What is required: Where in the entries below does "shirt" appear? Copy every line that has it.

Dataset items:
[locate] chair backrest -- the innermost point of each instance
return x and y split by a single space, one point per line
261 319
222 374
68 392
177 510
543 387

...

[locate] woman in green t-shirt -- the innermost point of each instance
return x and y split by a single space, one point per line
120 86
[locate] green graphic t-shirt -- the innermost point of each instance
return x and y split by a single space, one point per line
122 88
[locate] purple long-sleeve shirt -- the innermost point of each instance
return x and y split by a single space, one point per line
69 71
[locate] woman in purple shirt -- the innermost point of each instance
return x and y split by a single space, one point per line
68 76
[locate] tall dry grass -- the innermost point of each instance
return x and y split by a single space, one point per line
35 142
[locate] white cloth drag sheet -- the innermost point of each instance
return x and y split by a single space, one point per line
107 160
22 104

Solution to the problem:
[locate] woman in green t-shirt -- the innermost point of each instance
[locate] green graphic t-shirt -- the innermost point of each instance
[locate] purple long-sleeve shirt -- the innermost point of each instance
[locate] woman in purple shirt -- the innermost point of each instance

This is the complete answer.